WRITTEN REQUEST A: Retype the trial passage from "THE LAST DEFENSE" up to and including "Elizabeth was born.".
WRITTEN REQUEST B: Using the trial passage, answer yes or no to each statement, and quote the exact words that decide it: (i) Veryan Haysom was sixteen when Elizabeth was born. (ii) Elizabeth wore makeup for her first appearance on the stand. (iii) Judge Sweeney disagreed with Updike in general.
WRITTEN REQUEST C: According to the trial passage, where does Veryan Haysom work as a criminal defense lawyer?

DOCUMENT TEXT:
——————
THE LAST DEFENSE WITNESS BEFORE ELIZABETH TOOK the stand was her half-brother Veryan, who was Derek’s first child by his first marriage. Of all the siblings he probably had the least chance to know Elizabeth because he was twelve when his father and Nancy were married and sixteen when Elizabeth was born.
A criminal defense lawyer in Mahone Bay, Nova Scotia, Veryan Haysom said he had read news reports about Elizabeth’s reaction to the murders and was worried about her possible lack of remorse. Nevertheless, he said, he was encouraged when she decided not to fight extradition and when she pleaded guilty to the murder charges.
“Would it be,” asked Jones, “that you’re saying that her actions are speaking louder to you than the words?”
“Well, we haven’t exchanged that many words, really,” Veryan Haysom said, “but I took as very positive signs the ways she has dealt with admitting her guilt.”
Jones drew an objection from Updike when he asked Veryan Haysom what he thought Elizabeth’s sentence should be.
Judge Sweeney said he agreed with Updike in general. “I think by and large that’s my job.” However, he told Jones he thought it would be appropriate for Veryan Haysom to give his general feelings on the subject.
Inching his chair closer to the microphone, Veryan
Haysom shot a glance at his half-sister, who sat emotionless, staring straight ahead. “I accept,” he said, implying he had given the matter some thought, “that one day she will be back in society, and I just question what it will be that returns to society. Whether there is a person there who is capable of rehabilitation. It would be my real desire to see that happen. I don’t want to see her languishing in jail for a period of time. That does nobody any good. I just worry that simply forgetting about her and putting her in prison is not going to serve her or anybody’s long-term interest.”
When Updike rose to cross-examine, the matter of her punishment was the least of his concerns. The prosecutor was far more interested in talking to Elizabeth’s half-brother about the allegations Elizabeth had made to investigators concerning her sexual relationship with her mother and about the news stories concerning those allegations.
“To your knowledge and understanding, are those allegations true?” he asked.
“They are unfounded in anything within my experience,” he replied firmly, “and within anything within my knowledge of my family.”
FOR HER PREMIERE APPEARANCE, ELIZABETH PICKED from a handful of dresses brought to her by loyal friends a beige dress with long sleeves and a shawl collar, not unlike a monk’s robe. Her hair was combed straight back. It hung loose over her shoulders and behind her ears, exposing small pearl earrings. Her heavy brows cut straight across her forehead, giving her eyes a more sunken look. She wore no makeup, so her childhood scars on chin and cheek stood out prominently against her pale skin. In a soft voice, at Jones’ gentle prodding, she went through her life, beginning with her birth in Rhodesia, now called Zimbabwe.
——————
INFORMATION GIVEN:
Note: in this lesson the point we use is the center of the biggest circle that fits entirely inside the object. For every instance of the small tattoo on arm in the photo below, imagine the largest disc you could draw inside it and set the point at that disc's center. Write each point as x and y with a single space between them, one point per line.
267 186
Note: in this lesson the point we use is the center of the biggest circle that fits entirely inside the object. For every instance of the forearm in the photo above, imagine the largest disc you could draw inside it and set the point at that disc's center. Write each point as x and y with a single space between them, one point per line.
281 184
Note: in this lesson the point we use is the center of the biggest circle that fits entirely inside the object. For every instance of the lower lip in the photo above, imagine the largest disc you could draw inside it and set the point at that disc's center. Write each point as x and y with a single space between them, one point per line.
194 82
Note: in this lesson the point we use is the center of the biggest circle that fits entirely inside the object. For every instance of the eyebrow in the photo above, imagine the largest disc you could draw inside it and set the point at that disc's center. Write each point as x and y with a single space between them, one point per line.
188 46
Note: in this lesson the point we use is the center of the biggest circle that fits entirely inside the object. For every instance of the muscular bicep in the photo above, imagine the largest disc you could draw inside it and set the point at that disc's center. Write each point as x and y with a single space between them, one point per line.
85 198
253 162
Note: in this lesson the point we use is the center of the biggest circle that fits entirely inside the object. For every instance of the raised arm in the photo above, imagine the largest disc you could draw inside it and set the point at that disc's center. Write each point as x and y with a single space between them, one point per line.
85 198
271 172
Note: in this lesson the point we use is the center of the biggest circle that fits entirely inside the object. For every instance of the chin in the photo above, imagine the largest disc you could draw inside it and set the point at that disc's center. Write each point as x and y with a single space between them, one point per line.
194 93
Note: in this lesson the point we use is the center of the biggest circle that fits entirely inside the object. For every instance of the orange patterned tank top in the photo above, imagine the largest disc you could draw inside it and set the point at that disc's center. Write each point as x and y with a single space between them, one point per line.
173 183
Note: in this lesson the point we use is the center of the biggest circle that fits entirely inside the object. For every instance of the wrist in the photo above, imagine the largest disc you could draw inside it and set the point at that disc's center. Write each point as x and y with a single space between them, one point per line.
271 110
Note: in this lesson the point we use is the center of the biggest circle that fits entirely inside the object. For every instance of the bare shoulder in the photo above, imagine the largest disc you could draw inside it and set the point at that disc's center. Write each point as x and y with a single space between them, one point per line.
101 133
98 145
——————
EXERCISE SOLUTION A:
THE LAST DEFENSE WITNESS BEFORE ELIZABETH TOOK the stand was her half-brother Veryan, who was Derek’s first child by his first marriage. Of all the siblings he probably had the least chance to know Elizabeth because he was twelve when his father and Nancy were married and sixteen when Elizabeth was born.

EXERCISE SOLUTION B:
(i) Yes: "sixteen when Elizabeth was born"
(ii) No: "She wore no makeup"
(iii) No: "Judge Sweeney said he agreed with Updike in general."

EXERCISE SOLUTION C: Mahone Bay, Nova Scotia